Para ter uma ideia de como são poucos os menos de 500 mil testes feitos no Brasil: na Alemanha, só na semana passada foram mais de 330 mil, e o país tem capacidade de fazer semanalmente 838 mil.

Mas nenhum lugar, no mundo todo, se compara nesse momento a Wuhan, na China. Depois de se ver livre do coronavírus por algum tempo e de descobrir novamente um pequeno surto (seis casos), foi anunciada uma campanha que deve durar dez dias para testar simplesmente a população inteira: 11 milhões de pessoas, segundo a imprensa estatal. É uma forma de pegar todos os casos, inclusive os assintomáticos, e isolá-los para eliminar qualquer chance de transmissão. Só não se sabe se essa vai ser a solução sempre que um novo conjunto de casos for observado, já que a cidade não ficará fechada.

MATERIAL FORNECIDO:
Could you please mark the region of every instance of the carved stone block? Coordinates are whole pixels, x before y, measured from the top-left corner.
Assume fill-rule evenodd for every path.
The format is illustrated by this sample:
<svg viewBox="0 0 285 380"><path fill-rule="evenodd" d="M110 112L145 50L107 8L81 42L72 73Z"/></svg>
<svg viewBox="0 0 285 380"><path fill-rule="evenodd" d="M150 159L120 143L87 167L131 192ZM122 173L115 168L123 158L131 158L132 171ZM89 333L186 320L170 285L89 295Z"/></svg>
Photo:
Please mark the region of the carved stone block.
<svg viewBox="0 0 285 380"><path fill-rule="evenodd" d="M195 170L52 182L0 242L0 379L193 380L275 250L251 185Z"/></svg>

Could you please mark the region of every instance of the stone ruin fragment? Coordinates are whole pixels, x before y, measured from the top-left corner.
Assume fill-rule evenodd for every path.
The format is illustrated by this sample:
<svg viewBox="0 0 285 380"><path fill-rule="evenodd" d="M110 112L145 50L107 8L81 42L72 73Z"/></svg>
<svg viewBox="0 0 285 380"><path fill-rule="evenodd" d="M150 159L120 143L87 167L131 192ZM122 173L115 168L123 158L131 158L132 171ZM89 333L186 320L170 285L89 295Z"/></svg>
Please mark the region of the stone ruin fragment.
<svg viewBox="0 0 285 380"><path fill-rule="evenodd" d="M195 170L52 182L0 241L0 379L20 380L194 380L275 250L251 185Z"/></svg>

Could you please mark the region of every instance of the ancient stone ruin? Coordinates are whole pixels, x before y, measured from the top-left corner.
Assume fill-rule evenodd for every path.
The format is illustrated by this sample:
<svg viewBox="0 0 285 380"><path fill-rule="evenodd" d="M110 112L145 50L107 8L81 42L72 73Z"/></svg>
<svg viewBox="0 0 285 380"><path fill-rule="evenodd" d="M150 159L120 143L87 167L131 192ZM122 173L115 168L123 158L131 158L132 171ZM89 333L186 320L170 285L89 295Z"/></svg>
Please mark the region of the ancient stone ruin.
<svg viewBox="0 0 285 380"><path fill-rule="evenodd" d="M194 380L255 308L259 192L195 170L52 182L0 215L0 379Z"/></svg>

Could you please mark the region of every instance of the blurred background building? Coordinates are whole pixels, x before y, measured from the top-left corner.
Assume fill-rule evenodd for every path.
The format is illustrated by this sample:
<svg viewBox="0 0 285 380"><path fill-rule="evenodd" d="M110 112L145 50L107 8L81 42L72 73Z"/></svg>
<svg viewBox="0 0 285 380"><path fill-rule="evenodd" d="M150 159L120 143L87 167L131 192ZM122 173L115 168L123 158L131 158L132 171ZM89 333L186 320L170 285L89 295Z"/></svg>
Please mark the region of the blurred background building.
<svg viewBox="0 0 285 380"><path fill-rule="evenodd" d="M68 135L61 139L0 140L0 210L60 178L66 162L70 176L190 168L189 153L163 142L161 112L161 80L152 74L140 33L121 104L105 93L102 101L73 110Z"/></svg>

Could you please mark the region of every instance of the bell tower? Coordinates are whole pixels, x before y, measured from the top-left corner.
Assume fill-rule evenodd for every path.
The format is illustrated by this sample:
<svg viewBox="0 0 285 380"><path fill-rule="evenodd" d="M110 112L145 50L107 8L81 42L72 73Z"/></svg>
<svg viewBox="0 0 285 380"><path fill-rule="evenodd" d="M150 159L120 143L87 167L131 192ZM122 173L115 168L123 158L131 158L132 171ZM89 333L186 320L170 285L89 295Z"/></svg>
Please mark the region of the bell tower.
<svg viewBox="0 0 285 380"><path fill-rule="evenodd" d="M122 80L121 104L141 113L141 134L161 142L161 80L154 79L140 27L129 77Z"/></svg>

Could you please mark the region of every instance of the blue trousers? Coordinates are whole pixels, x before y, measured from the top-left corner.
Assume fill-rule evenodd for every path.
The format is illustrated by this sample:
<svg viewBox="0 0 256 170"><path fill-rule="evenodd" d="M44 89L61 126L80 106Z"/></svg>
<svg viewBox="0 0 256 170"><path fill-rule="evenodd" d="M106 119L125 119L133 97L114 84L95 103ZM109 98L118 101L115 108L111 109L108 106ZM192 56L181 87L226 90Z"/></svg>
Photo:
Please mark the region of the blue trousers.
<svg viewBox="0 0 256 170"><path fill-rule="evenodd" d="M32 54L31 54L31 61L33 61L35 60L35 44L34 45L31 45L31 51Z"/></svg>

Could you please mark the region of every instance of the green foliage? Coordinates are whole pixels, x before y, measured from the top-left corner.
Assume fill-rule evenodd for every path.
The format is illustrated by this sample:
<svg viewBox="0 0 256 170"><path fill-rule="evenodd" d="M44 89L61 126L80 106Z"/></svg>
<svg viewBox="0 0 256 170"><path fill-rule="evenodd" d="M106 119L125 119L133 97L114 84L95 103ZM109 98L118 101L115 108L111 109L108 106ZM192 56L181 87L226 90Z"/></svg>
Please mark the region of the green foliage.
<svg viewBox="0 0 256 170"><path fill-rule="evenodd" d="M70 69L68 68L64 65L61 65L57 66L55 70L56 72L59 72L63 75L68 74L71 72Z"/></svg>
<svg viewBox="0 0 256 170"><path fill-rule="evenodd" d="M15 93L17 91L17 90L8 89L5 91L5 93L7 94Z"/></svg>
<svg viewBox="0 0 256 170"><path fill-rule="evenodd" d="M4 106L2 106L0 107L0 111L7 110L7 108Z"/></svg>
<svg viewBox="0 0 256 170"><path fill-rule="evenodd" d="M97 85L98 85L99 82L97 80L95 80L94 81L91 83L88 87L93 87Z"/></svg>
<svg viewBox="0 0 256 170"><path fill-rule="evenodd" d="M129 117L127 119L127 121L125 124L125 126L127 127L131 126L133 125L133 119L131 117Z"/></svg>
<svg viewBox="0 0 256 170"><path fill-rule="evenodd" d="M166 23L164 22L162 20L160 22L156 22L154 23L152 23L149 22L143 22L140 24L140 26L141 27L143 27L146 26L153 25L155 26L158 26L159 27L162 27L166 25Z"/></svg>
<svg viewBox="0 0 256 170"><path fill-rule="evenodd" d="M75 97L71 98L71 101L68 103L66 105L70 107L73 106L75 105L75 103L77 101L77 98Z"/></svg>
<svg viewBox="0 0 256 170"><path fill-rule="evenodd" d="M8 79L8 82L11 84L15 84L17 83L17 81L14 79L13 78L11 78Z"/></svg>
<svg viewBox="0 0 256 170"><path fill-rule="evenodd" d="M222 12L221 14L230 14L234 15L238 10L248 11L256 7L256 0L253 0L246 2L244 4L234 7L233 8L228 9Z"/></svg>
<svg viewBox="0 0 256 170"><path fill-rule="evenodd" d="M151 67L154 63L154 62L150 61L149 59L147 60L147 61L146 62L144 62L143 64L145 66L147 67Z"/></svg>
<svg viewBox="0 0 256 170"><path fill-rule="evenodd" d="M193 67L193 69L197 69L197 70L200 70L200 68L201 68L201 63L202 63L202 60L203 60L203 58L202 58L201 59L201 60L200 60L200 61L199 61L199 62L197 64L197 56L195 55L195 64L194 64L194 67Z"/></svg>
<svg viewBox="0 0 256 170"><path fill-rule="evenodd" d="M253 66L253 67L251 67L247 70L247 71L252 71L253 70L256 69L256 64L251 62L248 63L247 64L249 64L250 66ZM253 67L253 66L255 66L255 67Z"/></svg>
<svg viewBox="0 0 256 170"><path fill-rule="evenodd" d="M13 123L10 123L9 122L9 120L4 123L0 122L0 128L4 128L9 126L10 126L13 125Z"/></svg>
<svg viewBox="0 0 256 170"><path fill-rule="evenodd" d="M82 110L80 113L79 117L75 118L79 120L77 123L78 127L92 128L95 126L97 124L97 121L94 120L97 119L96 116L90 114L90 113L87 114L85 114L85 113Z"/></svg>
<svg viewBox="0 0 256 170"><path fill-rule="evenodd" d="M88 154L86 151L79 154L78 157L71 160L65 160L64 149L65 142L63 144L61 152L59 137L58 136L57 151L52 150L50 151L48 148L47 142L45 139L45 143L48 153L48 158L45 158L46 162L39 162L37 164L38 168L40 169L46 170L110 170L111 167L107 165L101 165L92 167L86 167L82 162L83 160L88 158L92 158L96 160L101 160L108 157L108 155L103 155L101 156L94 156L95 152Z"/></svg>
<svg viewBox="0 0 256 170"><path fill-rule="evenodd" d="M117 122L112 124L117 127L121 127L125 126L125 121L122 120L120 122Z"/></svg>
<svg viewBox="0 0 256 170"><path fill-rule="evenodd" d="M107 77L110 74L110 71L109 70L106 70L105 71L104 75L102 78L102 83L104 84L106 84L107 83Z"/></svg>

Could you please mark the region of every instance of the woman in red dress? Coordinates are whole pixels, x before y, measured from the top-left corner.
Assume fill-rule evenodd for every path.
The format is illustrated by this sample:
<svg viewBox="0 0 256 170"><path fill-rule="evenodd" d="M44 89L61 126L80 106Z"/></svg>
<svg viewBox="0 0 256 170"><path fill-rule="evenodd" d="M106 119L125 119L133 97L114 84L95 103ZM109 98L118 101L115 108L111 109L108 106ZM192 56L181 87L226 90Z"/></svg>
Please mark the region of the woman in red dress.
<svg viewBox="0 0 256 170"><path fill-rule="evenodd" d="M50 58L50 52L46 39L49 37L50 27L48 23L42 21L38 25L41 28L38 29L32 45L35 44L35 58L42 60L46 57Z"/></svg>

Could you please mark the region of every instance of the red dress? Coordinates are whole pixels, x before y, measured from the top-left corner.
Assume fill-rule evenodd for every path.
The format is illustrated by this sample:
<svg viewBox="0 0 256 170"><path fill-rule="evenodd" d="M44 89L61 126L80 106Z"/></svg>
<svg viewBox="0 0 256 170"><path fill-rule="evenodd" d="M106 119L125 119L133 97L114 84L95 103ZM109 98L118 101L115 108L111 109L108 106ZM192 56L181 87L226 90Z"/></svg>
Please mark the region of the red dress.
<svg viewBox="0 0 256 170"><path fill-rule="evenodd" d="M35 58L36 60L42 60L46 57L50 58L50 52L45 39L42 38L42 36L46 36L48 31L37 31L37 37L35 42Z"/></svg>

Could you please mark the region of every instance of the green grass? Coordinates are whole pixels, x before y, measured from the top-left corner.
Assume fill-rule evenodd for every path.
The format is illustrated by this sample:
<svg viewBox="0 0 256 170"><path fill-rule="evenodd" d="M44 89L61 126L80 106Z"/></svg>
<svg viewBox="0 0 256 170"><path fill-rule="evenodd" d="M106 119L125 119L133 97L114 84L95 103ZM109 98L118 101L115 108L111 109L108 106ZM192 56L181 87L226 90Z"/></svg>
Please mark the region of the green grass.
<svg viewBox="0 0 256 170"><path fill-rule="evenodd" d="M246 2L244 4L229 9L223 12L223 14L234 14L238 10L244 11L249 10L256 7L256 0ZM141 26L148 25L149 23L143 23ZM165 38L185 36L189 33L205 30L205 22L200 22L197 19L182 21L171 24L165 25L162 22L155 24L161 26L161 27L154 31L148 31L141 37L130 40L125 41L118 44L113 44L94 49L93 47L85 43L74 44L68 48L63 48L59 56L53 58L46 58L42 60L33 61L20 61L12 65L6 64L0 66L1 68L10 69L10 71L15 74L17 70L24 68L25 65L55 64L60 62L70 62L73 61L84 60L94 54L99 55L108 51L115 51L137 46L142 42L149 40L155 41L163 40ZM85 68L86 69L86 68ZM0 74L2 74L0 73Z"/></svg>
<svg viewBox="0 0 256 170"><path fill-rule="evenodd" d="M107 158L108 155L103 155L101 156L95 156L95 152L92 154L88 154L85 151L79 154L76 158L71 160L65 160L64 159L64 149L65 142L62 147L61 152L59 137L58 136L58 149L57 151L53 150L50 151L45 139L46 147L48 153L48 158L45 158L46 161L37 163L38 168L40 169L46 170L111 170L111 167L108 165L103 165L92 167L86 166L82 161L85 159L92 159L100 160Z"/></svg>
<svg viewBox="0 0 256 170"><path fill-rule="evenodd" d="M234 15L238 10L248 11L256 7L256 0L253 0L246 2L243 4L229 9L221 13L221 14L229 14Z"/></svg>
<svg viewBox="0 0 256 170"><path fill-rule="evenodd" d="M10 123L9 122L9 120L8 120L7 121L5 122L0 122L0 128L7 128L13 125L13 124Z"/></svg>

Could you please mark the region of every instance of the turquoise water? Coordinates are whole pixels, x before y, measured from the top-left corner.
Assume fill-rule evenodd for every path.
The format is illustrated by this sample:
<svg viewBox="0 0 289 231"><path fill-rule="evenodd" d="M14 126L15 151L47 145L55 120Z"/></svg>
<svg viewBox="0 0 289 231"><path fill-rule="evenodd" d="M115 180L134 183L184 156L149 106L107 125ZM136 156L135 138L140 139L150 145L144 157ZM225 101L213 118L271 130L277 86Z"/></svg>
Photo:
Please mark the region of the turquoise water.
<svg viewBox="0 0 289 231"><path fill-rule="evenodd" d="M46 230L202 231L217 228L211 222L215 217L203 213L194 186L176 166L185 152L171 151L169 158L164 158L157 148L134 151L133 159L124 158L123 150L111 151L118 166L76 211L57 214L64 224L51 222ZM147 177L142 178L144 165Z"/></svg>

USANDO AS INFORMAÇÕES:
[A] Responda com base no trecho sobre testes de coronavírus:
(i) Quantos testes foram feitos na Alemanha na semana passada?
(ii) Quantas pessoas Wuhan pretende testar, segundo a imprensa estatal?
(iii) Quanto tempo deve durar a campanha de testes em Wuhan?
[B] Prolongue o trecho sobre testes de coronavírus a partir do ponto em que ele termina.
Os dados não são necessários para responder.

SUAS RESPOSTAS ESCRITAS:
[A]
(i) Mais de 330 mil.
(ii) 11 milhões de pessoas.
(iii) Dez dias.

[B]
O ÚLTIMO A SABER

O Ministério da Saúde protagonizou outro episódio inacreditável. Ontem, o secretário substituto de Vigilância em Saúde, Eduardo Macário, disse que a pasta identificou 39 casos de Síndrome Respiratória Aguda Grave (SRAG) confirmados para o novo coronavírus antes de 26 de fevereiro, data do primeiro caso de covid-19 reconhecido oficialmente. Sim, é isso mesmo: os casos estavam todo esse tempo registrados no sistema

Para despistar, Macário afirmou que os casos registrados como coronavírus podem ser apenas “erros de digitação”. Questionado na coletiva de imprensa se não seria improvável 39 erros do gênero, ele retrucou que “são milhares e milhares de dados que são digitados e coletados diariamente”. Além disso, o secretário não soube precisar quando teria ocorrido o caso mais antigo, mas disse que “tem alguns de janeiro”. Mas só ontem, cinco meses depois, o Ministério enviou ofícios para os estados onde os registros foram feitos para que os casos sejam investigados.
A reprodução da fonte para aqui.